[PROBLEM DESCRIPTION] Count the lines in the material below that contain the string "blue". Give only the number.

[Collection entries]
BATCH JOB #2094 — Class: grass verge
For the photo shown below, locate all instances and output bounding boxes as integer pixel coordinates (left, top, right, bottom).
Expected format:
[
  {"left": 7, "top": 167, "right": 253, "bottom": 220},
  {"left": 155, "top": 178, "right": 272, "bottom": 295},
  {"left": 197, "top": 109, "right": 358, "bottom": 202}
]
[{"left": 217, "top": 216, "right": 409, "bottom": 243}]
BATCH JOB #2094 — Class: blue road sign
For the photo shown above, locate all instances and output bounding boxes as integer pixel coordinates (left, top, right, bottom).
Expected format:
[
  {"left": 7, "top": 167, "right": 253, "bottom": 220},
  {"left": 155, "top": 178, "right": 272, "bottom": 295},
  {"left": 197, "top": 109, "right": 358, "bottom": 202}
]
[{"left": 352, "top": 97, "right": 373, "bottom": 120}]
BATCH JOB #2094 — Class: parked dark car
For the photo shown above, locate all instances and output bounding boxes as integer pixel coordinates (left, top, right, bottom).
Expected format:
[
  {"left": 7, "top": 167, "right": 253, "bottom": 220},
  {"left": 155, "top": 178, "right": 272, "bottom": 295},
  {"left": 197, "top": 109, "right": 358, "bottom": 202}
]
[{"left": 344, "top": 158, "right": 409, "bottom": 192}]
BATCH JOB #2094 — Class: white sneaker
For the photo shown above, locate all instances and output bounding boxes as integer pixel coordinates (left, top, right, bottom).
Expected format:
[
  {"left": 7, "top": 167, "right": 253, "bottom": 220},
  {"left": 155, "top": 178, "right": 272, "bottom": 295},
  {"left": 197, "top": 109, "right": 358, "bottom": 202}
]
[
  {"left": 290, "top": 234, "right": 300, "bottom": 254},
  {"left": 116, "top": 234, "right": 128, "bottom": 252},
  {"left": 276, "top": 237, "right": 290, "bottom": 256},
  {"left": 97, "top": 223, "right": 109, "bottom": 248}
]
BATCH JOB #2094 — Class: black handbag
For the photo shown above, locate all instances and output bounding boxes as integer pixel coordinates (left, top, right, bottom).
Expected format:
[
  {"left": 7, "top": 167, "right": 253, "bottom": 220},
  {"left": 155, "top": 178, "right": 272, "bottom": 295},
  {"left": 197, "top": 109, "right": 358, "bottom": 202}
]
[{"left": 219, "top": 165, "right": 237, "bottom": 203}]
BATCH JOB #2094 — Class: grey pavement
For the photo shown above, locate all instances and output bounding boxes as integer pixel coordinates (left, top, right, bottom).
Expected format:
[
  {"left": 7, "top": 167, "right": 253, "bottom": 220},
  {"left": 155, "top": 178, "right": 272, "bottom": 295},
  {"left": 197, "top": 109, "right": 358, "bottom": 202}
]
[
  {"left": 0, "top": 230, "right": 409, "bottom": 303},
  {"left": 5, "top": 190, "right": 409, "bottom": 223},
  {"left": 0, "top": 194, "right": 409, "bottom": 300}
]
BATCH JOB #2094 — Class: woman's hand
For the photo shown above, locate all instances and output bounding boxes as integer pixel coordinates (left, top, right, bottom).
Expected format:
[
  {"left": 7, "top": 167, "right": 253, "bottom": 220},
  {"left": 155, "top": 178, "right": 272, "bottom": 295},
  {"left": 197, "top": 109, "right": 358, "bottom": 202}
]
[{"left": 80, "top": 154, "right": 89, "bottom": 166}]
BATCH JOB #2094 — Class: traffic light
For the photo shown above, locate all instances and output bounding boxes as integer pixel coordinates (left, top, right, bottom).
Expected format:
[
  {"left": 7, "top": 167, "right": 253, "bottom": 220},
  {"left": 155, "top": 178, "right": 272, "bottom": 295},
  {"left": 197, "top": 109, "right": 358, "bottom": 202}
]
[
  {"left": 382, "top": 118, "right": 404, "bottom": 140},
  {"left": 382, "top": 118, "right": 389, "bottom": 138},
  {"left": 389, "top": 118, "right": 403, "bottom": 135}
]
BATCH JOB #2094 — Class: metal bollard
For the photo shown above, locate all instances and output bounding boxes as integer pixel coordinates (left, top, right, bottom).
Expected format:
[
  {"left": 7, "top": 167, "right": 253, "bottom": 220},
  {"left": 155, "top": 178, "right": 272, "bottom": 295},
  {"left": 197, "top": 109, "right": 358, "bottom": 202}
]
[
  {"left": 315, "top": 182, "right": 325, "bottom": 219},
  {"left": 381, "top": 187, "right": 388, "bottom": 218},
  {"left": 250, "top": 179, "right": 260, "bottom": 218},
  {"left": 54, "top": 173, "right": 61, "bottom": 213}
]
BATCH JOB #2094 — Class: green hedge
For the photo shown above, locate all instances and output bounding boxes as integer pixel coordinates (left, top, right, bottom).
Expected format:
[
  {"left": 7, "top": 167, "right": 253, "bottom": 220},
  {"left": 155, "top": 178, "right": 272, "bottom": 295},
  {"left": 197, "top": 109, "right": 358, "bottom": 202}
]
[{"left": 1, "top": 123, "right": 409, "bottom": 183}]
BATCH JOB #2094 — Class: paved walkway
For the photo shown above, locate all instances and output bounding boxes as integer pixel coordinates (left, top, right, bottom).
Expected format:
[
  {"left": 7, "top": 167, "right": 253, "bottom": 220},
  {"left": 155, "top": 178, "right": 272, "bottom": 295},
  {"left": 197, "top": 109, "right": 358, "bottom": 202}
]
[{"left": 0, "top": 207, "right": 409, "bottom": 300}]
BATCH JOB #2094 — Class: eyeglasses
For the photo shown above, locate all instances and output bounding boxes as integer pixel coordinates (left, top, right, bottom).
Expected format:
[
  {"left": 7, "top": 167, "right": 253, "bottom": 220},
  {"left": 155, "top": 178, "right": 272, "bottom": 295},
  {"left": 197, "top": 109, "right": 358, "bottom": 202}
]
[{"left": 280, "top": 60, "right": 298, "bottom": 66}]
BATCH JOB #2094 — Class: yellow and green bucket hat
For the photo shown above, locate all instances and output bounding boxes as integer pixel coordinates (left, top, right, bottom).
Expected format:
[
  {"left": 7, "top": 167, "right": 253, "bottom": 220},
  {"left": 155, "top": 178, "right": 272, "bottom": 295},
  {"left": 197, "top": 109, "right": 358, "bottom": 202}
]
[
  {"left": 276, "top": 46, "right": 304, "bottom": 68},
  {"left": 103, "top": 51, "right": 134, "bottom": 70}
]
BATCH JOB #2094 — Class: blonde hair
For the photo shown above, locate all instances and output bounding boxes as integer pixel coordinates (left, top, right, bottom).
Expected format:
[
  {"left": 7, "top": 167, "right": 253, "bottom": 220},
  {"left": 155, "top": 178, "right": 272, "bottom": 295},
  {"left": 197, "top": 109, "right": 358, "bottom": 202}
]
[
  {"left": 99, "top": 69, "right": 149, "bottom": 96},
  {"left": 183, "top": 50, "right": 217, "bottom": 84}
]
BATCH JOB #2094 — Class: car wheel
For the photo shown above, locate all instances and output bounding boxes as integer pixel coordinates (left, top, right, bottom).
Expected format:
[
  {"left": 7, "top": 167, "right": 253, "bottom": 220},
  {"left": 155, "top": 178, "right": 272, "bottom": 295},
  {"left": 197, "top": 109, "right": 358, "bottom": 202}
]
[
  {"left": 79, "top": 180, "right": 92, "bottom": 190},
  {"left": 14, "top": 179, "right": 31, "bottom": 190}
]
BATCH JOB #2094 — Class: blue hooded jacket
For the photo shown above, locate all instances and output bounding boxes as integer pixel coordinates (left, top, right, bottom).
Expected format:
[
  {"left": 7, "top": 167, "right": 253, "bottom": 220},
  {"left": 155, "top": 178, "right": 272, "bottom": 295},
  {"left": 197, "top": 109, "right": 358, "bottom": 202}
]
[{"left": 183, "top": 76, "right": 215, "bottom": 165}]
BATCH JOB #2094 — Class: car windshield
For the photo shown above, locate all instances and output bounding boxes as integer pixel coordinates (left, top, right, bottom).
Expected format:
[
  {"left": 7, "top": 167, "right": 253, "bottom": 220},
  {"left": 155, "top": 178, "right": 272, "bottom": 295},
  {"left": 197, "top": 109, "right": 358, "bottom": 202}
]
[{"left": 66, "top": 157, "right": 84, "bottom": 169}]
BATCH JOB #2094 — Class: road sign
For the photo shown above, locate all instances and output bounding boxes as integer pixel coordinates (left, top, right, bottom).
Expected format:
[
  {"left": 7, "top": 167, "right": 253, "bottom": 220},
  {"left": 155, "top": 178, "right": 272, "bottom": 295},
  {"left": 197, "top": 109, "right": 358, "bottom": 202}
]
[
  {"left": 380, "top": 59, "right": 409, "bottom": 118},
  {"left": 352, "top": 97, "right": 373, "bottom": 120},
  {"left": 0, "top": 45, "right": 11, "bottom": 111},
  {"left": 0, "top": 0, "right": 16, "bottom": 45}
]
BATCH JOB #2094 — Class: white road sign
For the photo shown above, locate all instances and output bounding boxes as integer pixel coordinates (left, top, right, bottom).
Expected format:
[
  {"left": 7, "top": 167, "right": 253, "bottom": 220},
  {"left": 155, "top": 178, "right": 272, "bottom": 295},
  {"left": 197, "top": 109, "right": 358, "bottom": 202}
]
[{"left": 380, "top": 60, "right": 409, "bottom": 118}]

[EXERCISE SOLUTION] 2